■ **SET EXERCISE A**: Rescale everything in the entries below, from the line containing "Please mark the decorative" down to the end of the entries, both ends included. Give only those lines again, requests unchanged, with every coordinate in the answers multiplied by 0.65 and rounded to a whole number, halves rounded up.

■ **SELECTION**:
/---

The First Christmas


When you’re divorced, Christmas is a ticking time bomb. It’s a dangerous combination of nostalgia and expectation with all the trimmings. You can no longer watch Love Actually without plainly seeing that a third of the storylines are about infidelity. You can’t hear “I Saw Mommy Kissing Santa Claus” without knowing it’s about a child stumbling upon mother locking lips with a stranger in a red suit.

Let’s face it, you can’t just stick a pretty bow on the fact that you’re living with a painful loss while others are celebrating. To compound your grief, there are visitations by ghosts of Christmases past while so many of the things that used to define the holidays have simply vanished.

I remember shedding a lot of tears on my first unmarried Christmas. For the first time in 21 years, I was not with my in-laws on Christmas Eve. I wondered if anyone would even notice that I (and my famous meatballs) were not at the table. At least my meatballs would be missed. Sniff.

And then there were the decorations. Just 11 months before, all of the personalized stockings and cherished tree ornaments had been carefully wrapped in tissue paper and tucked away for the season. When they came out of storage, it was like they’d been kept in a hermetically-sealed time capsule, oblivious to the turmoil that had taken place during the year. They stood as a reminder that our family of four once celebrated Christmas under this roof – and never would again.

Although I had six months to prepare for that first Christmas season of my new life, the tradition triggers and resulting emotions still came roaring at me like an avalanche. It’s hard. But like any challenge, there are things that can be learned from it.

Accept that Christmases will never be the same. I think it’s only natural to mourn what you used to have at this time of year, especially when you didn’t know that last Christmas was going to be your last Christmas with an intact family. The truth is, everything in your life is changing and so too, must those holiday traditions and the expectations that come with them. After all, expectations are so often the fuel feeding that let-down feeling. I needed to let go of what I long believed Christmas must be in order to embrace what Christmas could be.

Set your boundaries. My ex’s parents divorced when he was young. As a boy, he would wait until his father came over on Christmas morning to open presents. When our marriage ended – under different circumstances – he assumed that we’d do the same. But having to share the joy of Christmas morning with someone who abused my trust did not sit well with me. I didn’t want the stress of seeing him on my couch, sharing in the gift giving (meaning he’d pitch in a few bucks while I made the lists, shopped, bought and wrapped) nor playing happy family for the kids’ sakes. I knew such behavior would set back the progress I’d made since we separated. I told him no and felt good about that. It was still my Christmas too, after all. It’s okay to turn down invitations (or impositions) if you need your space.

\---

■ **SET EXERCISE B**: Translate this sentence from the essay about a first Christmas after divorce into Spanish: "It was still my Christmas too, after all."

■ **PROVIDED MATERIAL**:
/---

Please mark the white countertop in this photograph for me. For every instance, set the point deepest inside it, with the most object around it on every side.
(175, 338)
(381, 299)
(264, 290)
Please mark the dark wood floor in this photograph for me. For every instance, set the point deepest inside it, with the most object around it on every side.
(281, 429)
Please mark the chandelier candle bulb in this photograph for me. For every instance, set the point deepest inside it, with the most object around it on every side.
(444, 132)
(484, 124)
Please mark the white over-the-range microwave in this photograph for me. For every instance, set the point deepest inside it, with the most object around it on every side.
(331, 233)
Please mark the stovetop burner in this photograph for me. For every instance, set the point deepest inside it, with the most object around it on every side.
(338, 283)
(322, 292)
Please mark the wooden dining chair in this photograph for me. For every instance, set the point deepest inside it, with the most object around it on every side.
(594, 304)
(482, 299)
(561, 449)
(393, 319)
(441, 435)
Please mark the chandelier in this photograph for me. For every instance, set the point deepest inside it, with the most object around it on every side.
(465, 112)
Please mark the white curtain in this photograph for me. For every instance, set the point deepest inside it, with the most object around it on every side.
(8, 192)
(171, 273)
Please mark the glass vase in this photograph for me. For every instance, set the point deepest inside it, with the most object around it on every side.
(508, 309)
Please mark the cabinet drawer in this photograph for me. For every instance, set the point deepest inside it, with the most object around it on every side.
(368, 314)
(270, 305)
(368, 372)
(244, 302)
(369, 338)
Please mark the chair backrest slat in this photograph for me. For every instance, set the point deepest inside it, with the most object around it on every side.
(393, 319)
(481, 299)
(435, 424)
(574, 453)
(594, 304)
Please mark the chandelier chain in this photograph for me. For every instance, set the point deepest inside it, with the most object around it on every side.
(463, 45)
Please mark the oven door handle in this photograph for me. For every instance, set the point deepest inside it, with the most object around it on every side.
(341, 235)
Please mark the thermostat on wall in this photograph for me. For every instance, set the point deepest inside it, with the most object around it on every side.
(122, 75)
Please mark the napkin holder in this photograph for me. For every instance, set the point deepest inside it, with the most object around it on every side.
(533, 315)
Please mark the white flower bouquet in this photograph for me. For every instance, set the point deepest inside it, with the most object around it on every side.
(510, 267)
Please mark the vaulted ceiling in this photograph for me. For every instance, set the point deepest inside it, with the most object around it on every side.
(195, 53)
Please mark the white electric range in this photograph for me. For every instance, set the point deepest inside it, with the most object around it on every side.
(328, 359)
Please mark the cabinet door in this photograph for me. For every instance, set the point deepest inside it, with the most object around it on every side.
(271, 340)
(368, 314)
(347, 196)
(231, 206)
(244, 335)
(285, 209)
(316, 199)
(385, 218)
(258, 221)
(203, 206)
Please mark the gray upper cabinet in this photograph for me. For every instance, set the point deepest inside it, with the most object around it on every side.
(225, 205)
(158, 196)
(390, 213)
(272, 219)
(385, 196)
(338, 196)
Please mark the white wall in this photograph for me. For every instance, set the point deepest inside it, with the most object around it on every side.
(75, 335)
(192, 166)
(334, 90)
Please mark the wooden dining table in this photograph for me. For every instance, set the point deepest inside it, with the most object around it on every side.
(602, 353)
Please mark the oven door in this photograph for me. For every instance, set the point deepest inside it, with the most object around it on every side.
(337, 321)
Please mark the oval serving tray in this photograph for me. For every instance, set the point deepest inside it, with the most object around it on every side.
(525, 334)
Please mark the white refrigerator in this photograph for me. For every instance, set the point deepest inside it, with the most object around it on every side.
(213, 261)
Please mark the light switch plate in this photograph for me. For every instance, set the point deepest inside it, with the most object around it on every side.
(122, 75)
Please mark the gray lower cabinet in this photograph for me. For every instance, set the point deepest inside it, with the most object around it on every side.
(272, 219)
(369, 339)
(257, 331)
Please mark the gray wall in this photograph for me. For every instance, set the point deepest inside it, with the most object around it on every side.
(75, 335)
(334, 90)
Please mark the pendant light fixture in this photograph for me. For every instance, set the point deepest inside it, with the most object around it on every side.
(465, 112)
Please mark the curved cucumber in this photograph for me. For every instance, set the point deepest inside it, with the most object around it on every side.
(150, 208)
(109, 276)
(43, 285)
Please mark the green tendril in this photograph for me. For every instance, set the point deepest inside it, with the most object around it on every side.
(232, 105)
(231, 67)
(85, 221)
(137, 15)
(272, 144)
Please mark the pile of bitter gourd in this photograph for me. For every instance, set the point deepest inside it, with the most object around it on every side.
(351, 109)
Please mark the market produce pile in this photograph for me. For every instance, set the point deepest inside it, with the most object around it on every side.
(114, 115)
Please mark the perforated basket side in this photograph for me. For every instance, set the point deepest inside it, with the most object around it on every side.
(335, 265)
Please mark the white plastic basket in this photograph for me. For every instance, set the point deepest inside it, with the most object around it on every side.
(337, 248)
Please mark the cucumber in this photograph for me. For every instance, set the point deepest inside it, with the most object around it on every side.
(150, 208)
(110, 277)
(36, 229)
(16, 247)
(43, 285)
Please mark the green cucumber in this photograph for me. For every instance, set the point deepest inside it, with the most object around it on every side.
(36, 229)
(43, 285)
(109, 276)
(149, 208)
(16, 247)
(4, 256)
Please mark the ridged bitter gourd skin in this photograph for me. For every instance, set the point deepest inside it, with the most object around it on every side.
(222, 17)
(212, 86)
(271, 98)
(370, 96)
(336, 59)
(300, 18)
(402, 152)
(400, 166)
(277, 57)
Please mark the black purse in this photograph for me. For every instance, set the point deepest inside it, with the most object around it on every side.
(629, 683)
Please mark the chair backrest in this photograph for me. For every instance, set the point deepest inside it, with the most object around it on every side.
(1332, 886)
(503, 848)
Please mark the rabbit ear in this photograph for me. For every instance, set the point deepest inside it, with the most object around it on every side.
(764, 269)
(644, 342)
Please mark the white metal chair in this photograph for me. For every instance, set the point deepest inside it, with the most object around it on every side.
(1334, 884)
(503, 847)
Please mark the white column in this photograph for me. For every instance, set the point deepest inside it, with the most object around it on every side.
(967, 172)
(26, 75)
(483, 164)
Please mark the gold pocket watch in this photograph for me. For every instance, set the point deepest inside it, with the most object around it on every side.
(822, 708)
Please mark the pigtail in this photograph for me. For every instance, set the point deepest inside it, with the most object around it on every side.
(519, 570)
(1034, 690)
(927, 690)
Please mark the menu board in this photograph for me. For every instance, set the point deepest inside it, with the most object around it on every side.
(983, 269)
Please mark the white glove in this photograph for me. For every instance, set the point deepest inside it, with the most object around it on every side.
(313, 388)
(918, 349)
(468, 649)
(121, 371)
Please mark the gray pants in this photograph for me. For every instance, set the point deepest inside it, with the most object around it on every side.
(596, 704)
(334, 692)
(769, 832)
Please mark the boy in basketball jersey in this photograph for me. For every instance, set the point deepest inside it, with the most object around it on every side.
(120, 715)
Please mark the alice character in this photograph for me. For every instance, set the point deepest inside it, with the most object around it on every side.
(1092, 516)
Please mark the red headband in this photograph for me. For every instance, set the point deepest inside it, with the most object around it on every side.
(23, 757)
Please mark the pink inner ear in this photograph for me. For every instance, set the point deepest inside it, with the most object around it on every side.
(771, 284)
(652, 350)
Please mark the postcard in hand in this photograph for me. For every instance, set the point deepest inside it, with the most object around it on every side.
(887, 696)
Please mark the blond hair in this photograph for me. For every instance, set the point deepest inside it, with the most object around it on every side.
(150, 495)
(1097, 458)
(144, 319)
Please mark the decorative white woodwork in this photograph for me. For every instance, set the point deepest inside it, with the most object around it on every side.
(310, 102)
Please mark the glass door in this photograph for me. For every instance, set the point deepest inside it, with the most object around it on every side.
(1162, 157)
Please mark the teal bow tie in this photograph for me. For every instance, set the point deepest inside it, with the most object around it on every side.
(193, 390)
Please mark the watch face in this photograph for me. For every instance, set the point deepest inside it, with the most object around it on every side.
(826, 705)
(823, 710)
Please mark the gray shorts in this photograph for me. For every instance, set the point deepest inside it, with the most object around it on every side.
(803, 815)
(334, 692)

\---

■ **WRITTEN REPLY A**:
Please mark the decorative white woodwork in this photograph for me. For every instance, set the point deepest inside it, with the most object around it on every side.
(202, 66)
Please mark the glass door in this photograph for me. For every instance, set the point deepest inside it, with the most object around it on every side.
(755, 102)
Please mark the teal bow tie in this photograph for me. For every instance, set the point deepest inside it, with the most object around it on every side.
(125, 254)
Please mark the watch face in this photograph for me. For every instance, set the point deepest inside it, with the most object around it on every side.
(537, 458)
(535, 462)
Please mark the gray shorts in this photograph for me. For every instance, set the point deepest inside it, with the most object around it on every side.
(522, 530)
(217, 450)

■ **WRITTEN REPLY B**: Después de todo, también seguía siendo mi Navidad.